**Task item**
The records that follow must be reproduced in full, exactly as written.

= = = = =

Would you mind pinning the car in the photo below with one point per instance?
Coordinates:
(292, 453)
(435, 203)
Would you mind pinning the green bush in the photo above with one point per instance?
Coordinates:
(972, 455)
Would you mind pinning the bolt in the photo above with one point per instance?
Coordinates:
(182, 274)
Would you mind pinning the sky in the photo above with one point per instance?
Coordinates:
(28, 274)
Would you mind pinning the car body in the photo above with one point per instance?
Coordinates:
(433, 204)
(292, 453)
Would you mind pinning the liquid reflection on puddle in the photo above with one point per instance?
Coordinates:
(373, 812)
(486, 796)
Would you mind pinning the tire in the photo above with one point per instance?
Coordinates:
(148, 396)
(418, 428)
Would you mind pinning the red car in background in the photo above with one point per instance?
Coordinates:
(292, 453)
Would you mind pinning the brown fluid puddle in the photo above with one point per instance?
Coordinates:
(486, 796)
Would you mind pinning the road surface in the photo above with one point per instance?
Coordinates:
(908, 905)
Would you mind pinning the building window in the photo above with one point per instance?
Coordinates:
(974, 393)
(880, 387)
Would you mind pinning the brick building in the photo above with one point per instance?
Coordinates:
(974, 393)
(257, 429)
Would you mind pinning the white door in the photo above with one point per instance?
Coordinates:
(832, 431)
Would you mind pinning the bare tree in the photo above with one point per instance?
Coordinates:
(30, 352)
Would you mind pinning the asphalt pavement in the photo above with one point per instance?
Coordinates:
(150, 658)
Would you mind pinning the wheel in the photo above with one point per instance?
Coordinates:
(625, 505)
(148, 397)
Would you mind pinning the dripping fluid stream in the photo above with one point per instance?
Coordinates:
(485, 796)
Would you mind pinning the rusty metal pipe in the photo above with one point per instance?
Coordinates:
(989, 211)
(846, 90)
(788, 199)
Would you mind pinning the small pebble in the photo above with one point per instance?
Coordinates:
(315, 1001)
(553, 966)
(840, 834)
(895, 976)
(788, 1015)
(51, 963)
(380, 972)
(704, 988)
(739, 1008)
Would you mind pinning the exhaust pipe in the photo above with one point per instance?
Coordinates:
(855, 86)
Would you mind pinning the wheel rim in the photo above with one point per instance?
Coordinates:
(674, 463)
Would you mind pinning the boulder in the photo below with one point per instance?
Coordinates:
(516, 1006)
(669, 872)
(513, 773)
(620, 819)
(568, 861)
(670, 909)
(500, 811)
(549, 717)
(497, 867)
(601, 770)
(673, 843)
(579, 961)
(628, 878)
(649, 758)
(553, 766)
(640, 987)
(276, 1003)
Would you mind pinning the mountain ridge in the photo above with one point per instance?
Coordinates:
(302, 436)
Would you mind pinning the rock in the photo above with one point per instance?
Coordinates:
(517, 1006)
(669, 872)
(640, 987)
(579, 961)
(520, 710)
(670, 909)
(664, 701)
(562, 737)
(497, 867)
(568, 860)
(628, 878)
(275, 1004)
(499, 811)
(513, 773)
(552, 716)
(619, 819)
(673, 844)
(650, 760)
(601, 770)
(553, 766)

= = = = =

**Task result**
Would you mind pinning the car in the photo below with one point per instance?
Coordinates:
(292, 453)
(435, 203)
Would you mind pinning the green bush in the photo above with one point per instance?
Coordinates:
(972, 455)
Would you mind pinning the bolt in the photo above with one point per instance?
Coordinates:
(182, 274)
Would you mind pinning the sky in the photo above with one point per instance?
Coordinates:
(28, 274)
Would you mind pinning the car body in the photo above with one point per instance?
Coordinates:
(433, 204)
(292, 453)
Would you mind pinning the liquid reflection on puddle in the photo above with one point per instance?
Coordinates:
(373, 812)
(486, 796)
Would you mind pinning the tire in the photo above with one point per instance?
Coordinates:
(148, 396)
(418, 428)
Would you mind pinning the red car in background in the photo above with one point per instance?
Coordinates:
(292, 453)
Would you mind pinning the brown fluid puddle in the photo above with one point per instance?
Coordinates:
(486, 796)
Would you mind pinning the road surface in the photo above with one point per instance?
Coordinates:
(908, 905)
Would you mind pinning the building window in the photo above with one point per instance?
Coordinates:
(974, 393)
(880, 387)
Would you mind pinning the brick building in the photo above with one point per instance?
Coordinates:
(974, 393)
(257, 429)
Would you mind pinning the white door in the photo above with one point per instance?
Coordinates:
(832, 431)
Would you mind pinning the bare tree in the photo above with one point per instance?
Coordinates:
(30, 352)
Would you mind pinning the asphalt pavement in the photo above with one point per instance?
Coordinates:
(150, 658)
Would you mind pinning the wheel in the photo above with one point per instance?
Coordinates:
(625, 505)
(148, 397)
Would you mind pinning the dripping fluid stream in the photo above with one point per instance?
Coordinates:
(485, 796)
Would you mind pinning the rusty metal pipe in the photo above with one point per instance?
Coordinates:
(989, 211)
(846, 90)
(788, 199)
Would you mind pinning the small pebble in the photo above with one point per instance?
Coordinates:
(315, 1001)
(553, 966)
(840, 834)
(895, 976)
(788, 1015)
(51, 963)
(380, 972)
(704, 988)
(739, 1008)
Would you mind pinning the exhaust pipe in the photo above with one point per instance?
Coordinates:
(855, 86)
Would you mind pinning the wheel rim in the photo above with one point per instance?
Coordinates:
(674, 463)
Would you mind pinning the boulder in the photo below with one point per instance?
Coordinates:
(516, 1006)
(669, 872)
(513, 773)
(620, 819)
(568, 861)
(670, 909)
(500, 811)
(549, 717)
(497, 867)
(601, 770)
(673, 843)
(579, 961)
(628, 878)
(649, 758)
(553, 766)
(640, 987)
(276, 1003)
Would you mind pinning the mountain ridge in the photo above with one point per instance?
Coordinates:
(302, 436)
Would you mind pinning the rock in the photo above with one point per instance?
Coordinates:
(517, 1006)
(669, 872)
(640, 987)
(579, 961)
(520, 710)
(670, 909)
(664, 701)
(562, 737)
(497, 867)
(568, 860)
(628, 878)
(275, 1004)
(499, 811)
(513, 773)
(552, 716)
(619, 819)
(673, 844)
(650, 760)
(601, 770)
(553, 766)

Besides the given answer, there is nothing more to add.